## YOUR TASK
Quote all of the entries below word for word, omitting the pictures.

** start DATASET ROWS **

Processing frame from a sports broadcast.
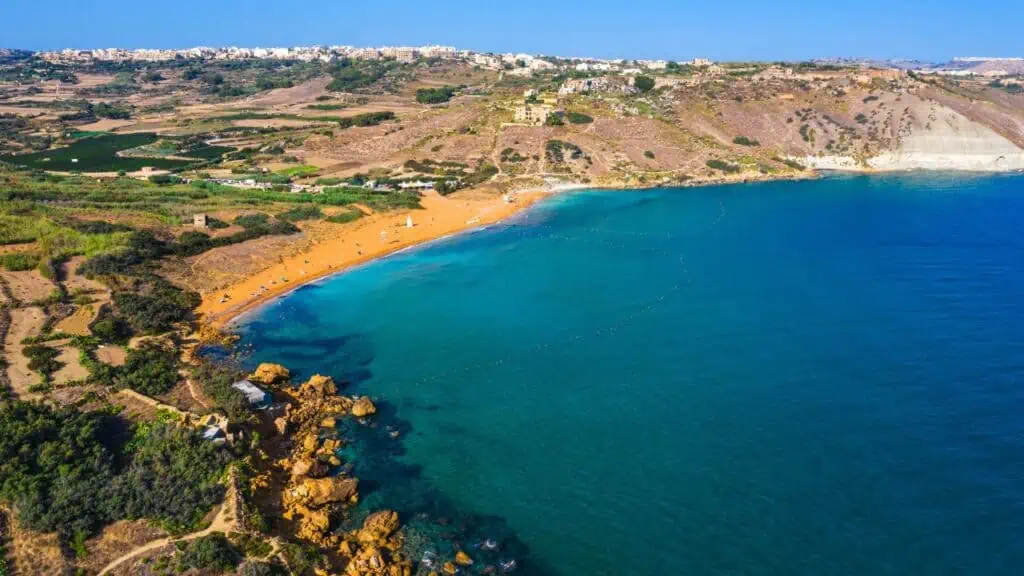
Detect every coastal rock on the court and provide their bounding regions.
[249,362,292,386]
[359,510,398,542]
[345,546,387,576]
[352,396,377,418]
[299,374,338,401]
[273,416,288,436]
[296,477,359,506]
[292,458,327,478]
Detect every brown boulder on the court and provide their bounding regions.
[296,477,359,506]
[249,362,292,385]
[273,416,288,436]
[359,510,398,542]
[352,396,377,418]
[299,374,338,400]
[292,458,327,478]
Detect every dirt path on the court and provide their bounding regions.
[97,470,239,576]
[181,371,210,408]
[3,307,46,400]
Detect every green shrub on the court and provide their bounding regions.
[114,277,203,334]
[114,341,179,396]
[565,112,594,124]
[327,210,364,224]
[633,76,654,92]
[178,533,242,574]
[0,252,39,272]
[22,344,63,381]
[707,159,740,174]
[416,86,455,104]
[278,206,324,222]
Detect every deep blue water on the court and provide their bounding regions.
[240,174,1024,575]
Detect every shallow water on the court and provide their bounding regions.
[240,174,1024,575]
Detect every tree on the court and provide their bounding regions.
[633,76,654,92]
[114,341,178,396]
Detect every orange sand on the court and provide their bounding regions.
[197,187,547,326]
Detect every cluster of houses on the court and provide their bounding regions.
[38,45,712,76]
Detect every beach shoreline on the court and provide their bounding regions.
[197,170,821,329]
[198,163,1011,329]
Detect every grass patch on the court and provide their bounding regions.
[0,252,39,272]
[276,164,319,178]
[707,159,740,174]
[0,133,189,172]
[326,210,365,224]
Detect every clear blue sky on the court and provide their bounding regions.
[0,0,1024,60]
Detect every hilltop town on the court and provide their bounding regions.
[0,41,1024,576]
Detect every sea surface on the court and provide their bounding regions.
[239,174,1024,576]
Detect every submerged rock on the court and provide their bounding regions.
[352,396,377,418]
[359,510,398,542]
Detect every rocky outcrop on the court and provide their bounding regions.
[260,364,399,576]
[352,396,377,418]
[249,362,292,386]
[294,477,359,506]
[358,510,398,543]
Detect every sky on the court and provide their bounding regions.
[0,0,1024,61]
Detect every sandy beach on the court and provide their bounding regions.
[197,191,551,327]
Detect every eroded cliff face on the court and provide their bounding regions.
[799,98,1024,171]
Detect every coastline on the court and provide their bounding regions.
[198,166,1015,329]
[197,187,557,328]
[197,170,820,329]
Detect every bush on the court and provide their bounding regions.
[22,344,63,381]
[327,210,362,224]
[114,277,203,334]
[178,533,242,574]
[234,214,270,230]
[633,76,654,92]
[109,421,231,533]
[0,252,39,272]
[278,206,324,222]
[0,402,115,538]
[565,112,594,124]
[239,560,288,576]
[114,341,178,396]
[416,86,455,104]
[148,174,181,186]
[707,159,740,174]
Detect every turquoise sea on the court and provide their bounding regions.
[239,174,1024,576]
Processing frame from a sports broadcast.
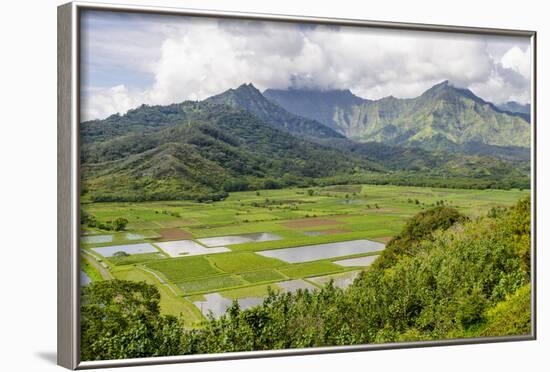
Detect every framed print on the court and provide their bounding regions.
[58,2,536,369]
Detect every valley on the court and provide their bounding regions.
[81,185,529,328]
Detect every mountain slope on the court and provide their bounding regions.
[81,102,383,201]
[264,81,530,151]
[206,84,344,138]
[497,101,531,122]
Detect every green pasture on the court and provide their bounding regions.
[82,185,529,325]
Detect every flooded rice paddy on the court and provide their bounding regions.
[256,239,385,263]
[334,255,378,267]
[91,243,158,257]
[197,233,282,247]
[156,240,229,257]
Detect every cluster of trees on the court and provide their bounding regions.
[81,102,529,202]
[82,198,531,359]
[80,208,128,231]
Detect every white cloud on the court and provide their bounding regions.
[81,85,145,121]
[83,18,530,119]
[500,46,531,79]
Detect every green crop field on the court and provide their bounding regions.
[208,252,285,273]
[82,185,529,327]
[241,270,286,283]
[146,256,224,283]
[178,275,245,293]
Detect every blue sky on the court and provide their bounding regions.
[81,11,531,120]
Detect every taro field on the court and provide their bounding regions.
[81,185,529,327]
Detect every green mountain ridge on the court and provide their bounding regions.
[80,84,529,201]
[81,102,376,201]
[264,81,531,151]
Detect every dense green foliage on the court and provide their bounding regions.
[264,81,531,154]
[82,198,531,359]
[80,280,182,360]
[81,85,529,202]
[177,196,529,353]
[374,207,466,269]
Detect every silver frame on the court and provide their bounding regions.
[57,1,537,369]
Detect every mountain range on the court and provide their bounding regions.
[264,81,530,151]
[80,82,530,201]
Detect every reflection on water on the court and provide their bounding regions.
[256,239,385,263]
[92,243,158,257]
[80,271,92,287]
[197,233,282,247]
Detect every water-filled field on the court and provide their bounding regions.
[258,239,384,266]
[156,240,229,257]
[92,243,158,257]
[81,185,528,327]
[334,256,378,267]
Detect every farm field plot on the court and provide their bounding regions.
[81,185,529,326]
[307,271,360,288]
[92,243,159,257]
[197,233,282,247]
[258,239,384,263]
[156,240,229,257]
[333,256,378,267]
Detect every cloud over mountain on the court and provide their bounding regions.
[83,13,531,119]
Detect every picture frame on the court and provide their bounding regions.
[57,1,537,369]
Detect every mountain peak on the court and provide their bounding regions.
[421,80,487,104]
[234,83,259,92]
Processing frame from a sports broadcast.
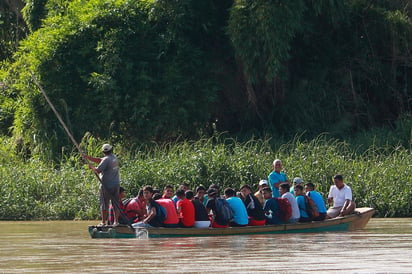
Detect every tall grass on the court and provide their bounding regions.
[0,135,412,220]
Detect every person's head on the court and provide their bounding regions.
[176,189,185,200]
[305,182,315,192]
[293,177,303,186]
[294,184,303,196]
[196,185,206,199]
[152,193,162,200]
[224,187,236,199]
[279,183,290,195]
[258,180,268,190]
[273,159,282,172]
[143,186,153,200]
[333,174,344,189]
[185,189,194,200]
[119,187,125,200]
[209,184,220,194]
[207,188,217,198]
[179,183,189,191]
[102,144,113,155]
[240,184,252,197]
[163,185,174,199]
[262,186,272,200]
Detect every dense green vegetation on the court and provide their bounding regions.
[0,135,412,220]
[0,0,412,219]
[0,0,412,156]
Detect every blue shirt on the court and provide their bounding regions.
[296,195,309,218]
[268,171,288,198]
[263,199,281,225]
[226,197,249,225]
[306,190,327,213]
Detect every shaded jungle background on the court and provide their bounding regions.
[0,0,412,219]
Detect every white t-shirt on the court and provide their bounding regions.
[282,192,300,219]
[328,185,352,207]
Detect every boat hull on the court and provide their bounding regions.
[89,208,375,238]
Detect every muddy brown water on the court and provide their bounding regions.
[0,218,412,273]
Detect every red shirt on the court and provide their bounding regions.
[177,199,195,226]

** end DATASET ROWS **

## COMPLETE ANSWER
Processing frame from a sports broadcast.
Detect every coastal rock on the court and provide their bounding regions.
[249,362,292,386]
[359,510,398,542]
[345,546,387,576]
[352,396,377,418]
[299,374,338,401]
[273,416,288,436]
[296,477,359,506]
[292,458,327,478]
Detect every brown boulder on the court and provide their bounding regions.
[296,477,359,506]
[249,362,292,385]
[273,416,288,436]
[359,510,398,542]
[352,396,377,418]
[299,374,338,400]
[292,458,327,478]
Detect every dirt path on the court and provide their bounding regions.
[97,470,239,576]
[181,371,210,408]
[3,307,46,400]
Detect every green shrub on the court and provide their bounding regions.
[114,277,203,334]
[114,341,179,396]
[565,112,594,124]
[327,210,364,224]
[633,76,654,92]
[178,533,242,574]
[0,252,39,272]
[22,344,63,381]
[707,159,740,174]
[416,86,455,104]
[278,206,324,222]
Detect every deep blue water on the court and provide their bounding regions.
[240,174,1024,575]
Detect every shallow water on the court and provide their bounding regions.
[240,174,1024,575]
Detect every tree on the court and provide their bounding regions.
[633,76,654,92]
[114,341,178,396]
Detect every orange sand on the court and provide their bounding regions.
[197,187,547,326]
Detect every cluster of houses on the court and provide their bounding regions.
[38,45,712,76]
Detect every beach shoreline on the court and provide their bounding regions.
[197,170,821,329]
[198,163,1011,329]
Detect every grass patch on the court and provide their bounding regions.
[0,252,39,272]
[276,164,319,178]
[707,159,740,174]
[0,133,189,172]
[326,210,365,224]
Detect every clear blue sky on the court and provide their bounding regions.
[0,0,1024,60]
Detect every hilltop town on the court and provide their bounding regions.
[0,41,1024,576]
Detect every sea surface on the court and provide their bounding regions.
[239,174,1024,576]
Detect every submerged rock on the court and provide their bounding regions.
[352,396,377,418]
[359,510,398,542]
Detect every rocky outcrop on the court and provide their bounding regions.
[260,364,399,576]
[352,396,377,418]
[249,362,292,386]
[294,477,359,506]
[358,510,398,543]
Detect every sky on the court and provide their bounding regions.
[0,0,1024,61]
Detect every sandy beach on the court and provide their bounding regions.
[197,191,551,327]
Detect every eroded cliff face on the court and provide their bounding regions.
[799,98,1024,171]
Detect every coastline on the court and provide their bounding regions.
[198,166,1015,329]
[197,187,557,328]
[197,170,820,329]
Detect every bush on the court and provide their bounding regions.
[22,344,63,381]
[327,210,362,224]
[114,277,203,334]
[178,533,242,574]
[234,214,270,230]
[633,76,654,92]
[109,421,231,533]
[0,252,39,272]
[278,206,324,222]
[0,402,115,538]
[565,112,594,124]
[239,560,288,576]
[114,341,178,396]
[416,86,455,104]
[148,174,181,186]
[707,159,740,174]
Detect every turquoise sea on the court and provide their bounding regions.
[239,174,1024,576]
Processing frame from a sports broadcast.
Detect every framed print on the court and provide their bounding regions.
[58,2,536,369]
Detect every valley on the court and provide their bounding regions.
[81,185,529,328]
Detect every mountain slope on the court and provide their bounding regions.
[81,102,383,201]
[264,81,530,151]
[206,84,344,138]
[497,101,531,122]
Detect every green pasture on the court and provide their bounding regions.
[82,185,529,325]
Detect every flooded rice paddy on the court and provide their bounding regions.
[256,239,385,263]
[334,255,378,267]
[91,243,158,257]
[197,233,282,247]
[156,240,229,257]
Detect every cluster of trees on the court and provide their bounding regions.
[81,102,529,202]
[82,198,531,359]
[80,208,128,231]
Detect every white cloud on the court and provide their bounding regions.
[81,85,145,121]
[83,18,530,119]
[500,46,531,79]
Detect every green crop field on the court and provide their bounding regions.
[208,252,285,273]
[82,185,529,327]
[241,270,286,283]
[146,256,224,283]
[178,275,245,293]
Detect every blue sky on the court and provide their bounding regions.
[81,11,531,120]
Detect every taro field on the court and provide their bounding regions.
[81,185,529,327]
Detect every green mountain ridge on the court and provide their bounding regions.
[80,84,529,201]
[81,102,376,201]
[264,81,531,151]
Detect every dense green foliage on the court and provide their bounding regions.
[264,81,531,154]
[82,198,531,359]
[80,280,182,360]
[81,85,529,202]
[177,196,529,353]
[374,207,466,269]
Detect every silver frame on the court and provide their bounding regions.
[57,1,537,369]
Detect every mountain range on the court and provide their bounding regions.
[264,81,530,151]
[80,82,530,201]
Detect every reflection on water on the court and provide their bounding regions.
[256,239,385,263]
[92,243,158,257]
[80,271,92,287]
[197,233,282,247]
Detect every water-filled field on the court and provide their bounding regions.
[258,239,384,266]
[156,240,229,257]
[92,243,158,257]
[81,185,528,327]
[334,256,378,267]
Detect every farm field plot on the court and provide their bounding regions.
[81,185,529,326]
[307,271,360,288]
[92,243,159,257]
[197,233,282,247]
[258,239,384,263]
[156,240,229,257]
[333,256,378,267]
Detect every cloud over mountain on the court and provide their bounding regions.
[83,13,531,119]
Detect every picture frame on the court and provide their bounding regions.
[57,1,537,369]
Detect every mountain peak on the court and provide their bounding regions.
[421,80,487,104]
[234,83,259,92]
Processing frame from a sports broadcast.
Detect every tall grass on the court and provide their bounding regions.
[0,135,412,220]
Detect every person's head on the court and provide their bounding regions.
[176,189,185,200]
[305,182,315,192]
[293,177,303,186]
[294,184,303,196]
[196,185,206,199]
[152,193,162,200]
[224,187,236,199]
[279,183,290,195]
[258,180,268,190]
[273,159,282,172]
[143,186,153,200]
[333,174,344,189]
[185,189,194,200]
[119,187,125,200]
[209,184,220,194]
[207,188,217,198]
[179,183,189,191]
[102,144,113,155]
[240,184,252,197]
[163,185,174,199]
[262,186,272,200]
Detect every dense green vegetation on the court and provide their bounding regions.
[0,135,412,220]
[0,0,412,219]
[0,0,412,156]
Detect every blue shirt on the court and provide their bounding regions.
[296,195,309,218]
[268,171,288,198]
[263,199,281,225]
[226,197,249,225]
[306,190,327,213]
Detect every shaded jungle background on the court and provide their bounding regions.
[0,0,412,219]
Detect every white t-shirt on the court and provide their bounding regions.
[282,192,300,219]
[328,185,352,207]
Detect every boat hull on the court and provide their bounding regions.
[89,208,375,238]
Detect every muddy brown water on the court and provide their bounding regions.
[0,218,412,273]
Detect every red shirt on the court and provide their bounding regions.
[177,199,195,226]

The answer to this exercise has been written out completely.